◆ CONSIGNES:
a) Citez le passage de l'extrait sur les loyers commerciaux pendant le confinement qui va de « Les quelques enseignes » jusqu'à « délivrance du bailleur. ».
b) Répondez aux questions suivantes à partir de l'extrait sur les loyers commerciaux pendant le confinement.
(i) Quelle charge fixe est citée en exemple comme maintenue malgré la fermeture des établissements ?
(ii) Quelles sont les trois conditions de la force majeure énumérées entre parenthèses ?
(iii) À quoi se trouve-t-on davantage confronté, selon le texte, dès lors que l'établissement n'est pas fermé ?

◆ TEXTE EXTRAIT:
━━━━━━━━━━━━━━━━━━━━━━━━━━━━━━
Les quelques enseignes autres, notamment de matériels de bricolage ou de matériels informatiques, qui avaient tenté de résister, ont finalement décidé, faute de clients, de fermer leurs portes, pendant la période dite de confinement.
La conséquence immédiate de la fermeture de ces établissements, est l’absence de chiffre d’affaires, tout en ayant un maintien des charges fixes, comprenant notamment le loyer commercial.
Certains estiment que les conditions de la force majeure, posées de manière générale par le code civil, seraient réunies (irrésistible, extérieur et imprévisible) et justifieraient que le preneur puisse suspendre son obligation de paiement de son loyer, qui serait dès lors le pendant de la « suspension » de la jouissance paisible du bien loué, résultant pour le bailleur de l’obligation de délivrance du bailleur.
Sans entrer dans l’analyse précise des conditions de mise en œuvre de la force majeure, que d’autres ont pu développer avec talent, il semble que les ERP visés en premier lieu, par les arrêtés relatifs au confinement, ne se sont pas vu imposer la fermeture stricto sensu de leurs établissements.
On se trouve d’avantage fasse à une atténuation du droit de jouissance plutôt qu’à une privation, dès lors que l’établissement n’est pas fermé.
━━━━━━━━━━━━━━━━━━━━━━━━━━━━━━
◆ LOT D'ITEMS:
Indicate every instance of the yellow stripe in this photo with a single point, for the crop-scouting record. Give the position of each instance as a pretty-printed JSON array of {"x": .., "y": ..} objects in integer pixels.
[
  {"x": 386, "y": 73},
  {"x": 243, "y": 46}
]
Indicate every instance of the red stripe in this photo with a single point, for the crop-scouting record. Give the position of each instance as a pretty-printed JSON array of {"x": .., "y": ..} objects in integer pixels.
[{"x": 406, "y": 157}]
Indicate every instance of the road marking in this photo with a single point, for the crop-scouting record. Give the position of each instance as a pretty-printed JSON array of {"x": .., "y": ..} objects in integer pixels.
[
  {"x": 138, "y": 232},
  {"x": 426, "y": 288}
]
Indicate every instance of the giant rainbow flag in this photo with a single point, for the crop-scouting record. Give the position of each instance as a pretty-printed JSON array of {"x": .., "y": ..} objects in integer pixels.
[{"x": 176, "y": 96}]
━━━━━━━━━━━━━━━━━━━━━━━━━━━━━━
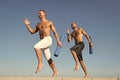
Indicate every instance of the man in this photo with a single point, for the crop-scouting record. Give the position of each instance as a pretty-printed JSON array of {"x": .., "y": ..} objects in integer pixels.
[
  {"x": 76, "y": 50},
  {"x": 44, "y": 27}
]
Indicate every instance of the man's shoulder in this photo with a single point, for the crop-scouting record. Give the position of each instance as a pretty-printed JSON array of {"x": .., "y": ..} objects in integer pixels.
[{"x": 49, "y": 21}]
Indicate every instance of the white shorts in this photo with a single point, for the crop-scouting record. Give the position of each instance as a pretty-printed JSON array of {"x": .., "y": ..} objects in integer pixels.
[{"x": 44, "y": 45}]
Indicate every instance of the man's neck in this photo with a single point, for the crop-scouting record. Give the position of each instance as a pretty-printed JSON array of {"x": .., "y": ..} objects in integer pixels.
━━━━━━━━━━━━━━━━━━━━━━━━━━━━━━
◆ RÉPONSES CI-DESSOUS:
a)
Les quelques enseignes autres, notamment de matériels de bricolage ou de matériels informatiques, qui avaient tenté de résister, ont finalement décidé, faute de clients, de fermer leurs portes, pendant la période dite de confinement.
La conséquence immédiate de la fermeture de ces établissements, est l’absence de chiffre d’affaires, tout en ayant un maintien des charges fixes, comprenant notamment le loyer commercial.
Certains estiment que les conditions de la force majeure, posées de manière générale par le code civil, seraient réunies (irrésistible, extérieur et imprévisible) et justifieraient que le preneur puisse suspendre son obligation de paiement de son loyer, qui serait dès lors le pendant de la « suspension » de la jouissance paisible du bien loué, résultant pour le bailleur de l’obligation de délivrance du bailleur.

b)
(i) Le loyer commercial.
(ii) Irrésistible, extérieur et imprévisible.
(iii) À une atténuation du droit de jouissance plutôt qu'à une privation.